Referring expression pointing data:
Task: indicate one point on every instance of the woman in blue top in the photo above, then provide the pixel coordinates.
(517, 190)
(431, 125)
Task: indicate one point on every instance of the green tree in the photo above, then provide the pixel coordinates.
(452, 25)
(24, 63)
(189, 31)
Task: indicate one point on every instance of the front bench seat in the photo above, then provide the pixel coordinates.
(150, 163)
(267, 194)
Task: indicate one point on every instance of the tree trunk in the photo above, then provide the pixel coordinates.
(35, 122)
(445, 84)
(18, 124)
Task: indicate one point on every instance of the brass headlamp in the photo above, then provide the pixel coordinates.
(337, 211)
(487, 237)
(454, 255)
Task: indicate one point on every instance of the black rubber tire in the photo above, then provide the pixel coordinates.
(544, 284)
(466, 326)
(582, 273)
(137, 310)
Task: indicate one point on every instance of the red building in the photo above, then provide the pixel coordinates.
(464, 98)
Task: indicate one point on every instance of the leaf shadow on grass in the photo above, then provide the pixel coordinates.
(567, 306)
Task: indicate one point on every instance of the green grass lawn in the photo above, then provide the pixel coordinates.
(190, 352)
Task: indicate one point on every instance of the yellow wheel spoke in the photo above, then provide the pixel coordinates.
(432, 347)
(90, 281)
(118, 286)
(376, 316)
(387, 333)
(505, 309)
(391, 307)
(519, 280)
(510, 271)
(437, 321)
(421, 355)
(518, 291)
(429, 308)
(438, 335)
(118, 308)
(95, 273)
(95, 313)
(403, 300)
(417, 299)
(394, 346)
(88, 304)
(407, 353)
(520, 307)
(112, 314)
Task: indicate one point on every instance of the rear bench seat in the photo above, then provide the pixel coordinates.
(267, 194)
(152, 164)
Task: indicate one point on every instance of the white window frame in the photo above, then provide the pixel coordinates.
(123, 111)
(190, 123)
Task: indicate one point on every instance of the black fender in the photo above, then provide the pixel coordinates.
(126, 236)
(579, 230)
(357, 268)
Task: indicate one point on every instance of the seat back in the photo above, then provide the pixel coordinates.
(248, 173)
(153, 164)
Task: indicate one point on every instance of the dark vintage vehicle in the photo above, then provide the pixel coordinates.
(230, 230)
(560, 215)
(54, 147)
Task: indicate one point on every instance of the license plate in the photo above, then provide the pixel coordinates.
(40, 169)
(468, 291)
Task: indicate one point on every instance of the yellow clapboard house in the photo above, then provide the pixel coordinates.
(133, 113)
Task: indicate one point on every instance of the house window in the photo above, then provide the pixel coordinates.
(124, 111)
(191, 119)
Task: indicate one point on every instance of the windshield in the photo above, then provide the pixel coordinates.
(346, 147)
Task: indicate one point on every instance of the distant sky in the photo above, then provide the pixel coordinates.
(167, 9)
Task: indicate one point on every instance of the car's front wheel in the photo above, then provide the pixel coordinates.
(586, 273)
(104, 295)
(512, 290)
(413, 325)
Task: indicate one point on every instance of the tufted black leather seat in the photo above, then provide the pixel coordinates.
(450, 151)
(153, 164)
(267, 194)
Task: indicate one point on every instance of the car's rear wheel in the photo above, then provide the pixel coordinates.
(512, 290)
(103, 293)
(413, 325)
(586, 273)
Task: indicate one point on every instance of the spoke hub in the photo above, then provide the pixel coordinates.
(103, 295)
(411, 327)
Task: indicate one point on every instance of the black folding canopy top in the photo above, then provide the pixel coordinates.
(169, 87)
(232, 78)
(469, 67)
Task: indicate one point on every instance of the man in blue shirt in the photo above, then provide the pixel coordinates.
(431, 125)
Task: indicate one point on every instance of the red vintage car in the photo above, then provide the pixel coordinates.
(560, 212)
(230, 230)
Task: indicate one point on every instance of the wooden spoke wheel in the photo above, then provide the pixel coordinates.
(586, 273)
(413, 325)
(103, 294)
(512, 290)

_Work task_
All of the lines above must be returned exactly as they stand.

_Exercise answer_
Task: indicate one point on every instance of the woman in blue top in the photo above, then provide the pixel coordinates.
(517, 190)
(431, 125)
Task: indicate one point on every instance of the green tree in the photo above, then provide the pixel coordinates.
(452, 25)
(24, 63)
(189, 31)
Task: indicate one point on every instance of the front bench seat in the photo above, then provide the pixel coordinates.
(150, 163)
(267, 194)
Task: indicate one point on every instance of the tree trunk in the photo above, then provide the pixel coordinates.
(35, 122)
(445, 84)
(18, 124)
Task: indicate one point on every instance of the brass headlamp in the photo above, then provide the pixel coordinates.
(337, 211)
(487, 237)
(454, 255)
Task: indicate one point on every instance of the black rubber tire in the photo above, then provide the pixel coordinates.
(544, 284)
(466, 326)
(582, 273)
(137, 310)
Task: indicate one point on every instance of the red building in the photo above, then provide the pixel coordinates.
(464, 98)
Task: indicate one point on every instance of the leaf shadow on grass in the photo above, then provide the pixel coordinates.
(567, 306)
Task: indicate one point on every instance of the green grass lawn in the photo above, then provide the pixel coordinates.
(190, 352)
Task: indicate one point on every instance of the yellow wheel spoke in the photo above, then provide the pixel coordinates.
(432, 347)
(90, 281)
(118, 286)
(376, 316)
(387, 333)
(505, 309)
(391, 307)
(519, 280)
(510, 271)
(437, 321)
(421, 355)
(518, 291)
(429, 308)
(438, 335)
(118, 308)
(95, 273)
(95, 313)
(403, 300)
(417, 299)
(394, 346)
(88, 304)
(407, 353)
(520, 307)
(112, 314)
Task: indicate one point on every instance of the rear bench seat in the photo above, then provide the pixel coordinates.
(267, 194)
(152, 164)
Task: indicate one point on every instance of the white window frame in the photo above, then provide the pixel coordinates.
(123, 111)
(190, 123)
Task: indicate one point on every instance of the black fender in the photo above, then provide the pixel coordinates.
(126, 236)
(579, 230)
(357, 268)
Task: indicate one point on every instance of the seat back in the photo above, then provide the pixel coordinates.
(248, 173)
(153, 164)
Task: indicate one point on every instance of the dark vintage vehicle in the photo above, then provide the pixel coordinates.
(230, 230)
(560, 215)
(54, 147)
Task: indicate one point on every instance of the license plate in the photo above, then provide the pixel coordinates.
(40, 169)
(468, 291)
Task: indicate one point on every instance of the yellow clapboard house in the photo above, then provide the pixel coordinates.
(133, 113)
Task: indicate one point on every instance of the house window in the photo above, then provide the pixel coordinates.
(124, 111)
(191, 119)
Task: indicate one point on every instance of the windshield in the photo above, then provide the pixel coordinates.
(346, 147)
Task: indicate one point on every instance of the distant sky in the photo above, then provide the pixel coordinates.
(167, 9)
Task: indicate one point on every instance of the car's front wheel in the photo above, then provide the pixel coordinates.
(586, 273)
(104, 295)
(512, 290)
(413, 325)
Task: indicate one point on every instance of the tufted black leather seat in the photo above, then provide the pixel coordinates.
(450, 151)
(153, 164)
(267, 194)
Task: indicate one point on every instance of the car's rear wheel in the photo above, then provide the pixel coordinates.
(512, 290)
(103, 293)
(413, 325)
(586, 273)
Task: indicate one point on every instance of the spoke hub in the photo above, then provide the pixel coordinates.
(103, 295)
(411, 327)
Task: indicate one point on every instance of the black folding canopy top in the photo above, then provide the pixel coordinates.
(169, 87)
(232, 78)
(469, 67)
Task: indicate one point on every instance of the man in blue shirt in the photo above, then provide the pixel coordinates.
(431, 125)
Task: indicate one point on every instance of the red vintage car in the photo above, then provide the pixel coordinates.
(560, 212)
(230, 230)
Task: indicate one point on every instance of the wooden spoke wheel in the photo above, then provide the pixel coordinates.
(586, 273)
(413, 325)
(103, 294)
(512, 290)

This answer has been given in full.